EXERCISE DIRECTIONS: Where the records appear below, transcribe them exactly, leaving none out.

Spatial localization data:

* * * * * * * * *

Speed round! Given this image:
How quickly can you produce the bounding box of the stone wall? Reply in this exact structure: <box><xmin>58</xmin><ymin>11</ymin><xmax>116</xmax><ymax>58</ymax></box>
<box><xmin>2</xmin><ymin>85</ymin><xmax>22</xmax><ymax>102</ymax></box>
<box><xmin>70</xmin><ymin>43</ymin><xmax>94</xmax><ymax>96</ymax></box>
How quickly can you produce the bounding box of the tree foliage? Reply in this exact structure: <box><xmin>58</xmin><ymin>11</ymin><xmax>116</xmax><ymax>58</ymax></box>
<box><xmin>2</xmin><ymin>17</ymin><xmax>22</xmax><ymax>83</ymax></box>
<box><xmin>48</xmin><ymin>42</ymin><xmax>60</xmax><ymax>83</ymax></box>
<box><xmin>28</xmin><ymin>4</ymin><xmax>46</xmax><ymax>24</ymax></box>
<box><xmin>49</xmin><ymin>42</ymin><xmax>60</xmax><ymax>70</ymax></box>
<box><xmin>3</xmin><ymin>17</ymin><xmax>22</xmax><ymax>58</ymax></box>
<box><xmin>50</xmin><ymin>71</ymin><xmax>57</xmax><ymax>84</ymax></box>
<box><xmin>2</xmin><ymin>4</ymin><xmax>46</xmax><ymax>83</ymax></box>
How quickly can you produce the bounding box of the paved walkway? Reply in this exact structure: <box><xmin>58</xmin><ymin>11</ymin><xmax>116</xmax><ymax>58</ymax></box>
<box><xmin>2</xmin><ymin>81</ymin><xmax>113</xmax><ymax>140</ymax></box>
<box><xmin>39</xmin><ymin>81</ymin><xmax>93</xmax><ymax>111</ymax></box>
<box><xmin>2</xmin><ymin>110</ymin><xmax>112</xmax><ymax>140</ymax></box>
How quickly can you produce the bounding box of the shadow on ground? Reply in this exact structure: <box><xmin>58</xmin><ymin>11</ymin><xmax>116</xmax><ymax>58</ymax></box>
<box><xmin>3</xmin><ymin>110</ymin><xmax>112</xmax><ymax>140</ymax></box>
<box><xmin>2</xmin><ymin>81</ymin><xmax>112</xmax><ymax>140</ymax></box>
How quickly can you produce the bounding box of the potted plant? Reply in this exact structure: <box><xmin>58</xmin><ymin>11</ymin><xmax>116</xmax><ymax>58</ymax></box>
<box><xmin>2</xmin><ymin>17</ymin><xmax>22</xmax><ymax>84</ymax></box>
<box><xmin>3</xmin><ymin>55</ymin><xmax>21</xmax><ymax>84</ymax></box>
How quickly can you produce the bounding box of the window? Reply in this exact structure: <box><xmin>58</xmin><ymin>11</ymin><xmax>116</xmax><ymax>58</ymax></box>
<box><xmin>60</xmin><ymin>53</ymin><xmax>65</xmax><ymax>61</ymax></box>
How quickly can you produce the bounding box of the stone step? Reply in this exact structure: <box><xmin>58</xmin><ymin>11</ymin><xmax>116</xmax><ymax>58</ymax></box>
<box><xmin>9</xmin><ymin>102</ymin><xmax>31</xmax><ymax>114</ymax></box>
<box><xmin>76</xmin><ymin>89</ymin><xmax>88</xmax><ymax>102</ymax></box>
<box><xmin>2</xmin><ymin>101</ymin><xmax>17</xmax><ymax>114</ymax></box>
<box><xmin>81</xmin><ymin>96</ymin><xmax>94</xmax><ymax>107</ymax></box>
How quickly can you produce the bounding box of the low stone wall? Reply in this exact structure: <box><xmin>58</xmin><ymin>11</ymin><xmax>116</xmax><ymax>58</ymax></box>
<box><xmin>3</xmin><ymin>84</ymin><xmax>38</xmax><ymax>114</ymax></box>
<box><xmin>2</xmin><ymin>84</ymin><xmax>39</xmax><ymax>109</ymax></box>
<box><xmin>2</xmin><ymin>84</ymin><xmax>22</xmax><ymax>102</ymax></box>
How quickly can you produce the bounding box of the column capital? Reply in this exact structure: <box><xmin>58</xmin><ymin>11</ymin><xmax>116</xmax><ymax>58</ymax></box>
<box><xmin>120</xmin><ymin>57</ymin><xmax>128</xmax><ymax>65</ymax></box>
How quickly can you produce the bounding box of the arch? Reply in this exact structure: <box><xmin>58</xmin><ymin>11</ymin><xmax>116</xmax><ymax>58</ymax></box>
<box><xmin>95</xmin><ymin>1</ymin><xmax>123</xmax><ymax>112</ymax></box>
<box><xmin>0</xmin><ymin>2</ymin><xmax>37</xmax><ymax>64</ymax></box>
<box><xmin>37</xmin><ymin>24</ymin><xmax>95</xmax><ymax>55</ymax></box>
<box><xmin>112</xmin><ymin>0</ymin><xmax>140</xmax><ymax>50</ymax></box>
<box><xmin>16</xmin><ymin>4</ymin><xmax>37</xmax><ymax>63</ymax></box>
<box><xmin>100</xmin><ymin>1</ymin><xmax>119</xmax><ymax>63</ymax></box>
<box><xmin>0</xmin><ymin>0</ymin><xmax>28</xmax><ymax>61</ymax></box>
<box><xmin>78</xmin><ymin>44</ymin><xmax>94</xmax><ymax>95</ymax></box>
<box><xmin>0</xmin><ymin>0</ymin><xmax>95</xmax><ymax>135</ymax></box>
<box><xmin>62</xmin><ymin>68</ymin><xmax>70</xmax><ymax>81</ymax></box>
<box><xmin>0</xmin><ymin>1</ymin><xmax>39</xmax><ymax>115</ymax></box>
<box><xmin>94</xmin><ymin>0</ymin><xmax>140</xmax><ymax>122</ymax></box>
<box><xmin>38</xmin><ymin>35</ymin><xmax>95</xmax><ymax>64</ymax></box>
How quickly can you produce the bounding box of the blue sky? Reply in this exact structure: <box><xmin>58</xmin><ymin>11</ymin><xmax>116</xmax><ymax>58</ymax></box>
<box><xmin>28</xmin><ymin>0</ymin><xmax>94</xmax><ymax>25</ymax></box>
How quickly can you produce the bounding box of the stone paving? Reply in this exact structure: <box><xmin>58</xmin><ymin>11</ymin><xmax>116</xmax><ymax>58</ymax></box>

* * * * * * * * *

RESPONSE AREA:
Speed round! Given this image:
How quickly can you produce the bounding box of the stone wall? Reply in this exact structure: <box><xmin>58</xmin><ymin>11</ymin><xmax>116</xmax><ymax>58</ymax></box>
<box><xmin>2</xmin><ymin>85</ymin><xmax>22</xmax><ymax>102</ymax></box>
<box><xmin>70</xmin><ymin>43</ymin><xmax>94</xmax><ymax>96</ymax></box>
How quickly can you produce the bounding box of the tree foliage? Reply in this exact structure: <box><xmin>58</xmin><ymin>11</ymin><xmax>116</xmax><ymax>58</ymax></box>
<box><xmin>2</xmin><ymin>17</ymin><xmax>22</xmax><ymax>83</ymax></box>
<box><xmin>48</xmin><ymin>42</ymin><xmax>60</xmax><ymax>83</ymax></box>
<box><xmin>28</xmin><ymin>4</ymin><xmax>46</xmax><ymax>24</ymax></box>
<box><xmin>49</xmin><ymin>42</ymin><xmax>60</xmax><ymax>70</ymax></box>
<box><xmin>3</xmin><ymin>17</ymin><xmax>22</xmax><ymax>58</ymax></box>
<box><xmin>50</xmin><ymin>71</ymin><xmax>57</xmax><ymax>84</ymax></box>
<box><xmin>2</xmin><ymin>4</ymin><xmax>46</xmax><ymax>83</ymax></box>
How quickly can you produce the bounding box of the paved walkway? Reply in this exact structure: <box><xmin>58</xmin><ymin>11</ymin><xmax>116</xmax><ymax>58</ymax></box>
<box><xmin>2</xmin><ymin>81</ymin><xmax>113</xmax><ymax>140</ymax></box>
<box><xmin>39</xmin><ymin>81</ymin><xmax>93</xmax><ymax>111</ymax></box>
<box><xmin>2</xmin><ymin>110</ymin><xmax>112</xmax><ymax>140</ymax></box>
How quickly can you produce the bounding box of the shadow on ground? Reply in this exact structure: <box><xmin>58</xmin><ymin>11</ymin><xmax>116</xmax><ymax>58</ymax></box>
<box><xmin>3</xmin><ymin>110</ymin><xmax>112</xmax><ymax>140</ymax></box>
<box><xmin>2</xmin><ymin>81</ymin><xmax>112</xmax><ymax>140</ymax></box>
How quickly can you produce the bounding box of the potted plant? Reply in this exact structure: <box><xmin>58</xmin><ymin>11</ymin><xmax>116</xmax><ymax>58</ymax></box>
<box><xmin>2</xmin><ymin>17</ymin><xmax>22</xmax><ymax>84</ymax></box>
<box><xmin>3</xmin><ymin>55</ymin><xmax>21</xmax><ymax>84</ymax></box>
How quickly can you produce the bounding box of the window? Reply in this exact structure: <box><xmin>58</xmin><ymin>11</ymin><xmax>116</xmax><ymax>58</ymax></box>
<box><xmin>60</xmin><ymin>53</ymin><xmax>65</xmax><ymax>61</ymax></box>
How quickly can you produce the bounding box of the stone step? Reply in this exact structure: <box><xmin>58</xmin><ymin>11</ymin><xmax>116</xmax><ymax>58</ymax></box>
<box><xmin>9</xmin><ymin>102</ymin><xmax>31</xmax><ymax>114</ymax></box>
<box><xmin>76</xmin><ymin>89</ymin><xmax>88</xmax><ymax>102</ymax></box>
<box><xmin>2</xmin><ymin>101</ymin><xmax>17</xmax><ymax>114</ymax></box>
<box><xmin>81</xmin><ymin>96</ymin><xmax>94</xmax><ymax>107</ymax></box>
How quickly can you produce the bounding box of the low stone wall? Reply in this exact structure: <box><xmin>58</xmin><ymin>11</ymin><xmax>116</xmax><ymax>58</ymax></box>
<box><xmin>3</xmin><ymin>84</ymin><xmax>38</xmax><ymax>114</ymax></box>
<box><xmin>2</xmin><ymin>84</ymin><xmax>39</xmax><ymax>109</ymax></box>
<box><xmin>2</xmin><ymin>84</ymin><xmax>22</xmax><ymax>102</ymax></box>
How quickly can you produce the bounding box of the column capital? Reply in this exact structure: <box><xmin>58</xmin><ymin>11</ymin><xmax>116</xmax><ymax>58</ymax></box>
<box><xmin>120</xmin><ymin>57</ymin><xmax>128</xmax><ymax>65</ymax></box>
How quickly can you produce the bounding box of the arch? Reply in this exact structure: <box><xmin>58</xmin><ymin>11</ymin><xmax>116</xmax><ymax>58</ymax></box>
<box><xmin>95</xmin><ymin>1</ymin><xmax>123</xmax><ymax>112</ymax></box>
<box><xmin>0</xmin><ymin>2</ymin><xmax>37</xmax><ymax>64</ymax></box>
<box><xmin>37</xmin><ymin>24</ymin><xmax>95</xmax><ymax>55</ymax></box>
<box><xmin>112</xmin><ymin>0</ymin><xmax>140</xmax><ymax>50</ymax></box>
<box><xmin>16</xmin><ymin>4</ymin><xmax>37</xmax><ymax>63</ymax></box>
<box><xmin>100</xmin><ymin>1</ymin><xmax>119</xmax><ymax>63</ymax></box>
<box><xmin>0</xmin><ymin>0</ymin><xmax>28</xmax><ymax>61</ymax></box>
<box><xmin>78</xmin><ymin>44</ymin><xmax>94</xmax><ymax>95</ymax></box>
<box><xmin>0</xmin><ymin>0</ymin><xmax>95</xmax><ymax>135</ymax></box>
<box><xmin>62</xmin><ymin>68</ymin><xmax>70</xmax><ymax>81</ymax></box>
<box><xmin>0</xmin><ymin>1</ymin><xmax>39</xmax><ymax>115</ymax></box>
<box><xmin>94</xmin><ymin>0</ymin><xmax>140</xmax><ymax>122</ymax></box>
<box><xmin>38</xmin><ymin>35</ymin><xmax>95</xmax><ymax>64</ymax></box>
How quickly can you produce the bounding box of the blue sky? Reply in this exact structure: <box><xmin>58</xmin><ymin>11</ymin><xmax>116</xmax><ymax>58</ymax></box>
<box><xmin>28</xmin><ymin>0</ymin><xmax>94</xmax><ymax>25</ymax></box>
How quickly can you produce the bounding box of the stone paving? Reply in this exact structure: <box><xmin>58</xmin><ymin>11</ymin><xmax>116</xmax><ymax>58</ymax></box>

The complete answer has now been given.